====== Records shown ======

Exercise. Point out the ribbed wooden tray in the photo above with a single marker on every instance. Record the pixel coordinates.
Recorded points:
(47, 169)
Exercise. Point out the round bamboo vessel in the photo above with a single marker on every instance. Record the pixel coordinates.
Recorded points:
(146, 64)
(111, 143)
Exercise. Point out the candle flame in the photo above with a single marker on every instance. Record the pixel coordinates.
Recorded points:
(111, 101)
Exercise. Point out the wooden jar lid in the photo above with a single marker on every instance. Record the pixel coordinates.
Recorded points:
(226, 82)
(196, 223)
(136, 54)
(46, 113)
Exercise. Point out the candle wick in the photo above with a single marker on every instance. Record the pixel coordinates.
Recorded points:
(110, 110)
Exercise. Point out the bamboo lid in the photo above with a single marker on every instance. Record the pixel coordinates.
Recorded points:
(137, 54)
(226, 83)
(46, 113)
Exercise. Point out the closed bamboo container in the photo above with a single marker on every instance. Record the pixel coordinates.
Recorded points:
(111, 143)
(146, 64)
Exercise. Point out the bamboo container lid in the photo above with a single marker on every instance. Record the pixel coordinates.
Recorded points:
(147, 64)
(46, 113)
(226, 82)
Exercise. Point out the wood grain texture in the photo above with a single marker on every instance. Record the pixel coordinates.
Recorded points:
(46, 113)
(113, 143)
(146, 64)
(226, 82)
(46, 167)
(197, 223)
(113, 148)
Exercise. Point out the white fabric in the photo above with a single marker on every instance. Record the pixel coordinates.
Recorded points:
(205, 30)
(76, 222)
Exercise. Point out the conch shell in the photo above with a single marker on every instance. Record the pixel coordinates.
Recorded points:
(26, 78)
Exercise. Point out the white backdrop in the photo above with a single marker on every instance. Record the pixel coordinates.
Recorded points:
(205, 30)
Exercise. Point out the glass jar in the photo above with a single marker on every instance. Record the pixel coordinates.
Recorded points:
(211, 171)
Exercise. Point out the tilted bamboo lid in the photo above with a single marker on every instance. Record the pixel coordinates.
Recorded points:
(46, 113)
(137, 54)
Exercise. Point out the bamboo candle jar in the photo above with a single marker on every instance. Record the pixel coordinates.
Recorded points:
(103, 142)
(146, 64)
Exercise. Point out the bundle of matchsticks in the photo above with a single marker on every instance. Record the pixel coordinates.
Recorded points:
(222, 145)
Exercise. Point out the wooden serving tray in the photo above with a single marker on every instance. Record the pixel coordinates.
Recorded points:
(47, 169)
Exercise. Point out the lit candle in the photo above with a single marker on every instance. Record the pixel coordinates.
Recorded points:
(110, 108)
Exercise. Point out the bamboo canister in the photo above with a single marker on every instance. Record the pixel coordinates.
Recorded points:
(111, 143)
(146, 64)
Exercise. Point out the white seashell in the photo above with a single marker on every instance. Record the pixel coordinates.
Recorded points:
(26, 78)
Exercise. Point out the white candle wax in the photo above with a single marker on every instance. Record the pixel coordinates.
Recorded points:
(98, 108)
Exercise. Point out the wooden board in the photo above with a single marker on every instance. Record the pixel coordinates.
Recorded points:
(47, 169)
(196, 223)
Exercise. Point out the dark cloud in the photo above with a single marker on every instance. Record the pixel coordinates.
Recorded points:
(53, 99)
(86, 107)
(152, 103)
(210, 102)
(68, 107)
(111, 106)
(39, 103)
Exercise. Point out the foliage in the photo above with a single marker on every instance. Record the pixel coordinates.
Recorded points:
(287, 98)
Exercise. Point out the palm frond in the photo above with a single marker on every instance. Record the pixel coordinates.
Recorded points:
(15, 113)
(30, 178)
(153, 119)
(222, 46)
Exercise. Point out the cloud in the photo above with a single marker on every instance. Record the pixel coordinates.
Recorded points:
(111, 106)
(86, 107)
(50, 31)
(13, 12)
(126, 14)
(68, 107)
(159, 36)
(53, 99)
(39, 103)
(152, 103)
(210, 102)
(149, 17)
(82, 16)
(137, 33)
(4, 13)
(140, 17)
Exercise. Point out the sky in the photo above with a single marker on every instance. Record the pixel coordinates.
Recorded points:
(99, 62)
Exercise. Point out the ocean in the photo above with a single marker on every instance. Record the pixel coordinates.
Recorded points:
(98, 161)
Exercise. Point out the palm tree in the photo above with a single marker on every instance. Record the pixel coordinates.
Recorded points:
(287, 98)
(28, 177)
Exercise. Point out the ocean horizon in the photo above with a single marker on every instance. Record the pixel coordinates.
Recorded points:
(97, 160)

======

Action item
Pick out all lines from the data above in which the word "cloud" appears.

Answer space
Exercise. Point out the dark cloud in the photo above with a single marker on every instance. Record the pixel coordinates.
Exercise. Point out the cloud in the photo above with a single marker on every instance. Record the pixel coordinates.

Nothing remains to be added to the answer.